● Exercise objective: Each line in the data must be reproduced as written, except for any picture.

____

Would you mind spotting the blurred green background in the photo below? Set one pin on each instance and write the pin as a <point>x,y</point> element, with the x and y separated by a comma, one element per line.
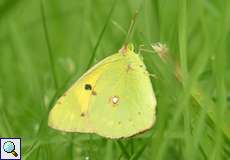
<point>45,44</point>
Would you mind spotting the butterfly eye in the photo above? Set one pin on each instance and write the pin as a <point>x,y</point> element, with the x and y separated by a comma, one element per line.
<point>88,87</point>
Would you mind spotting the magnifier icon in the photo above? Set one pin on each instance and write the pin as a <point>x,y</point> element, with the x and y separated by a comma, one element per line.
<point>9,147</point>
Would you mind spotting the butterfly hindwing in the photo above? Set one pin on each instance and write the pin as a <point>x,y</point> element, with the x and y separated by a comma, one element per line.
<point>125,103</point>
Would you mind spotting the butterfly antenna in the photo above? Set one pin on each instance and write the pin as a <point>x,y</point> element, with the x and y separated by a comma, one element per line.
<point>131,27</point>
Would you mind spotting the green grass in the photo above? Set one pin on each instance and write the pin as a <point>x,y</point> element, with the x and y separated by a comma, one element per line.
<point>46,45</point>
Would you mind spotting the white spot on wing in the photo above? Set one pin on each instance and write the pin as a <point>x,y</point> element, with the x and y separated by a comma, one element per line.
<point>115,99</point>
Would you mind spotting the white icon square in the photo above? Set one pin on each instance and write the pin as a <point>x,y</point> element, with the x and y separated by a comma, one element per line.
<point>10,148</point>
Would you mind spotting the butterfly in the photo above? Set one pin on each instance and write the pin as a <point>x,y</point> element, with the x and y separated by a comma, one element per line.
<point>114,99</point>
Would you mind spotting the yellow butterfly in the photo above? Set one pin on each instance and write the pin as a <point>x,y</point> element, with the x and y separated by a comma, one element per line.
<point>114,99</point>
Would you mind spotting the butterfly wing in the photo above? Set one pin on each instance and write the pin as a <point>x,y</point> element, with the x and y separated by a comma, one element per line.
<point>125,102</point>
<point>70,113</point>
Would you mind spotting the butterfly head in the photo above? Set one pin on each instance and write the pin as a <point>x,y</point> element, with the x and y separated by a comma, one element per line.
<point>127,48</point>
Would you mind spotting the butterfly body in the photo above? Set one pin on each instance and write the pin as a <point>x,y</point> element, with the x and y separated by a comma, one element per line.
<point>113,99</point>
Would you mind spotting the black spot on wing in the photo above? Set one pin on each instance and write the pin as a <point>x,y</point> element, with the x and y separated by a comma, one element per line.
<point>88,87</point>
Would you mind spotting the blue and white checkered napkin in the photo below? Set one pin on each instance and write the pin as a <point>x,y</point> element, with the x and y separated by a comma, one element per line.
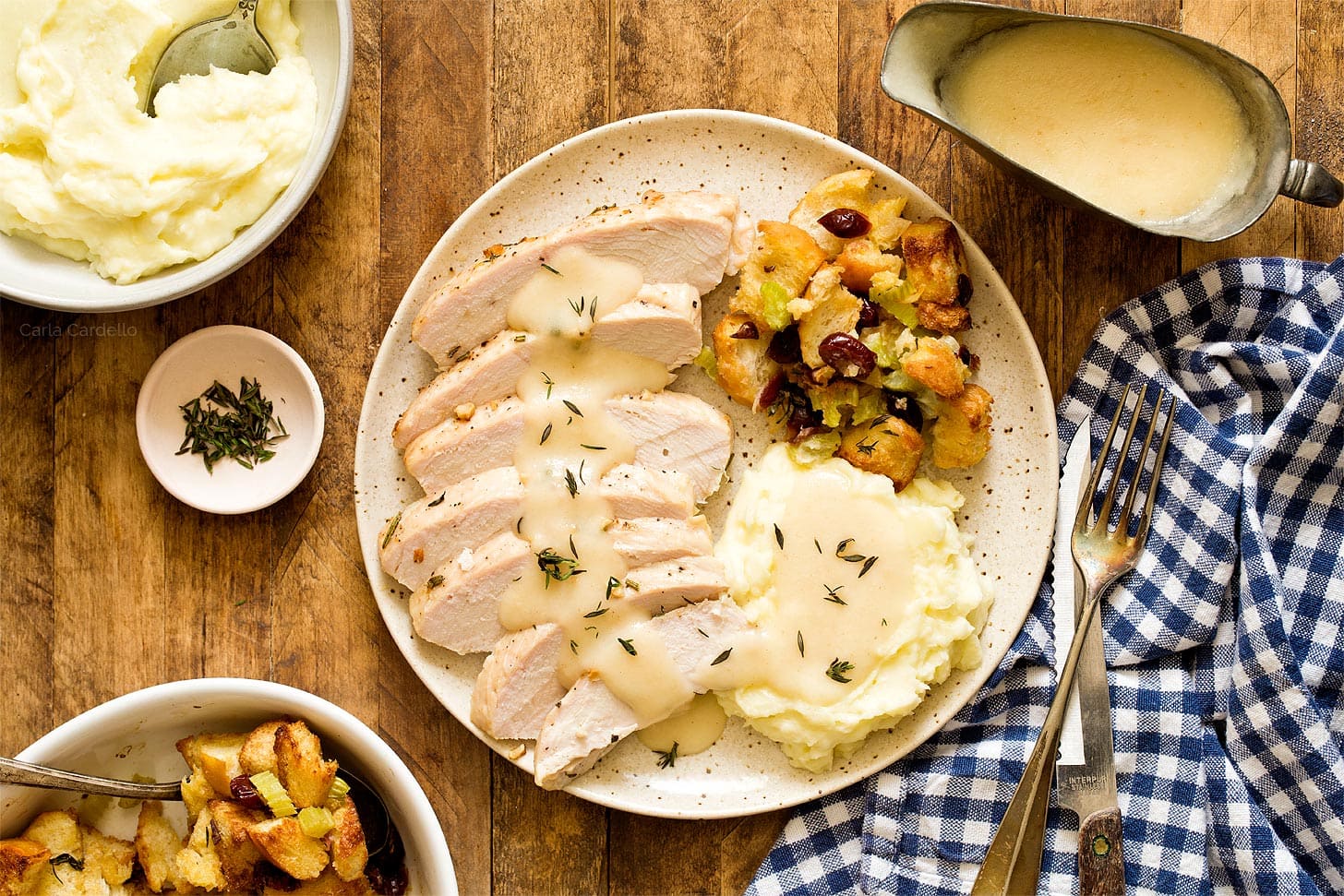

____

● Solution for this task:
Would you mind spotting the blurred green background in the photo below? Set one pin on each instance and write the pin as a <point>x,y</point> element, with the x and y separated by a comma, one element per line.
<point>45,44</point>
Would you mind spotting the butterfly eye in the photo above? Set one pin on each instance and write the pin as a <point>x,y</point> element, with the x and y separated by a comma, one element per line.
<point>88,87</point>
Would you mind spotting the magnifier icon in the photo above? Set one pin on each instance and write the pin as a <point>x,y</point> element, with the x and y separated by a comma, one element per line.
<point>9,147</point>
Would you mind spotting the butterfly hindwing in the photo above? Set one pin on each instance and write the pin as a <point>x,y</point> element, with the x and y separated by a comma, one element per line.
<point>125,103</point>
Would you mind spotting the butterfly antenna in the photo above? Set one pin on each instance and write the pin as a <point>x,y</point> element, with the x and y separated by a comma, one element per line.
<point>131,27</point>
Would you mind spotting the green grass in the photo above? Set one pin on each instance and write the pin as a <point>x,y</point> element, with the x and y separated by a comma, one element per line.
<point>46,45</point>
Would you mind spotting the white spot on wing in the photo above? Set one pin on each instance and write the pin as a <point>x,y</point> element, with the x and y separated by a comma, one element per line.
<point>115,99</point>
Would you mind spotting the white icon square in the photo above? Set one pin on each instance and write the pin as a <point>x,y</point> element, with the x and y separated by a comma, one element per line.
<point>10,148</point>
Would you mind spotting the butterfly in the photo above? Set one pin on each instance and write the pin as a <point>x,y</point> element, with the x and y separated by a comma, one element per line.
<point>114,99</point>
Would you mind spotting the yellow butterfly in the photo above? Set one pin on each instance and write the pin as a <point>x,y</point> element, with the x and y separated by a comma, one element per line.
<point>114,99</point>
Would you mind spotting the butterfly wing in the photo above? Set one pin on each instance and write the pin as a <point>x,y</point> element, with the x and y separated by a comma, one element per line.
<point>125,102</point>
<point>70,113</point>
Would you mind spotting the butterfly head in the photo above? Set one pin on each instance and write the pin as a <point>x,y</point> element, with the x and y separated by a comma, one element per line.
<point>127,48</point>
Would you mind spotting the butterfly body in the photo above? Set one pin on each instance and write the pin as a <point>x,y</point> element, with the x and y separated by a comma, one element per line.
<point>113,99</point>
Would you mind spotting the black spot on wing in the photo above? Set one pin on each instance and write the pin as a <point>x,y</point> element, with the x and y separated by a comma, one element per line.
<point>88,87</point>
Would you mind spotting the blue and white checkered napkin in the photo below? Set one pin on each instance and write the pin as a <point>x,y</point> element, with the x and y separated by a comma, one element per line.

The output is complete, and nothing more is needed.